(Items from a dataset)
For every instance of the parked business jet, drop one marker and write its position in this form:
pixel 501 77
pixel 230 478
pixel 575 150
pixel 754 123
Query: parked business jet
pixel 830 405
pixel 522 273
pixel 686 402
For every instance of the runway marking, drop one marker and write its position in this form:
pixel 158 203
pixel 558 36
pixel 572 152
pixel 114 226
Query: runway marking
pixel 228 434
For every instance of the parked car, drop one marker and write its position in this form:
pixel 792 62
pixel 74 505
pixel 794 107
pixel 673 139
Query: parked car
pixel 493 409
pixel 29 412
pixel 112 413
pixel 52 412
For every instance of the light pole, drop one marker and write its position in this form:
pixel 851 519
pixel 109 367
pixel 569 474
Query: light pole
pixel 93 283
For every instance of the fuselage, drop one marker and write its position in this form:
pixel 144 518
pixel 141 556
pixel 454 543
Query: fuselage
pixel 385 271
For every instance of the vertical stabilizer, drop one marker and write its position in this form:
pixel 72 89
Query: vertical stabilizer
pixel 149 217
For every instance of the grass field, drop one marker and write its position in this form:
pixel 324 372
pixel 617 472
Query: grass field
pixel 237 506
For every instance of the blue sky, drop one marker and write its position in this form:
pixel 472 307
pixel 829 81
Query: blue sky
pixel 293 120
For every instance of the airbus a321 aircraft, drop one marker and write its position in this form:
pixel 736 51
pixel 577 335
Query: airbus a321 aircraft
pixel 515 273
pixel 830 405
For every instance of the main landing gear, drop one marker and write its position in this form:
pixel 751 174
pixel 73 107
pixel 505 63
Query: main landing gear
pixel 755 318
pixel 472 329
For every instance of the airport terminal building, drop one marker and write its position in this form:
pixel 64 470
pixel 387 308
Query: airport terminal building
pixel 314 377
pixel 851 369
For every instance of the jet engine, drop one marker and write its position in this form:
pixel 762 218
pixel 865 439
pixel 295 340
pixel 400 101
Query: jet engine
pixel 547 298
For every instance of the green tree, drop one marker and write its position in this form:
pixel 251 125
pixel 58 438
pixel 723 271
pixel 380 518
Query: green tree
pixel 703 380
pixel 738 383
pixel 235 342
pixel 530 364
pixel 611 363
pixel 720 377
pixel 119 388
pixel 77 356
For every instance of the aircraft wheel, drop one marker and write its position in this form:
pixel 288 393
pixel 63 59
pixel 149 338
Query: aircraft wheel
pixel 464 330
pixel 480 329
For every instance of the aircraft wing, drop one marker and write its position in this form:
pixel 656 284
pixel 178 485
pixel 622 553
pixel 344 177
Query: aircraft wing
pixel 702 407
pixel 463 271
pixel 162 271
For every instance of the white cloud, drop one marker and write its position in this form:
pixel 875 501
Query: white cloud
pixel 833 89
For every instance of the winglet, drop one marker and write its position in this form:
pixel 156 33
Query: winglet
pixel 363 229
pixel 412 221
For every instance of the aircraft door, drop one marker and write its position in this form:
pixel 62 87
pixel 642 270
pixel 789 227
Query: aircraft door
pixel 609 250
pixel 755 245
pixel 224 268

* _Task objective_
Your reply must repeat the entries above exactly and in full.

* _Result for this exercise_
For every instance of the parked business jet, drop one marker and write its position in this form:
pixel 501 77
pixel 230 478
pixel 575 150
pixel 754 123
Query: parked business jet
pixel 830 405
pixel 522 273
pixel 686 402
For every instance of the runway marking, drop one marker and write its position in this form:
pixel 158 203
pixel 558 36
pixel 572 152
pixel 114 226
Query: runway marking
pixel 228 434
For every instance of the parked car, drop one marker and write its position in this form:
pixel 792 62
pixel 74 505
pixel 794 107
pixel 673 139
Query: parked car
pixel 493 409
pixel 29 412
pixel 112 413
pixel 52 412
For every instance of the light pole, drop one marker and write its position in this form:
pixel 851 519
pixel 109 367
pixel 569 474
Query: light pole
pixel 93 283
For every instance of the fuselage, drop one marker and write its position in this form:
pixel 144 518
pixel 141 556
pixel 454 543
Query: fuselage
pixel 385 271
For every instance of the vertical stabilizer, drop one marker and write its position in this form:
pixel 72 89
Query: vertical stabilizer
pixel 149 217
For every instance of the grass field, drop one marker and write its position in this form:
pixel 324 372
pixel 617 472
Query: grass field
pixel 237 506
For every instance of the blue sky, drop one marker and write its position in this form:
pixel 472 307
pixel 829 81
Query: blue sky
pixel 293 120
For every instance of the airbus a321 aircraft, drop one marker and write its position in this form:
pixel 736 51
pixel 577 335
Query: airbus a321 aircraft
pixel 515 273
pixel 830 405
For every instance of the main landing gear, drop one marker and write its position in this form:
pixel 751 174
pixel 73 107
pixel 505 63
Query: main landing gear
pixel 755 318
pixel 472 329
For every instance of the airport terminal building, drop one marker and write its position in this form:
pixel 64 470
pixel 387 308
Query: airport terminal building
pixel 314 377
pixel 851 369
For every instance of the jet engine, drop one marker and write its position in this form:
pixel 762 218
pixel 865 439
pixel 295 340
pixel 400 101
Query: jet engine
pixel 547 298
For every instance of the green tree, drop one marker and write its position in this form:
pixel 251 125
pixel 58 438
pixel 723 271
pixel 380 518
Query: green tree
pixel 703 380
pixel 738 383
pixel 235 342
pixel 530 364
pixel 611 363
pixel 720 377
pixel 119 388
pixel 77 356
For every instance of the aircraft wheel, drop one marker and write its position in this form:
pixel 288 393
pixel 63 59
pixel 149 338
Query: aircraft wheel
pixel 464 330
pixel 480 329
For every instance of the aircraft wing, drop one marker and write its position in this form:
pixel 656 284
pixel 178 485
pixel 622 553
pixel 344 177
Query: aircraft wing
pixel 702 407
pixel 463 271
pixel 162 271
For every instance of the white cloud, drop one marker and write its position in this form:
pixel 875 501
Query: white cloud
pixel 833 89
For every instance of the winglet, drop one marker and write its position in this form:
pixel 156 33
Query: winglet
pixel 363 229
pixel 412 221
For every instance of the aircraft door, drop one marker and write its position in this form:
pixel 62 87
pixel 642 270
pixel 789 227
Query: aircraft door
pixel 609 250
pixel 755 245
pixel 224 268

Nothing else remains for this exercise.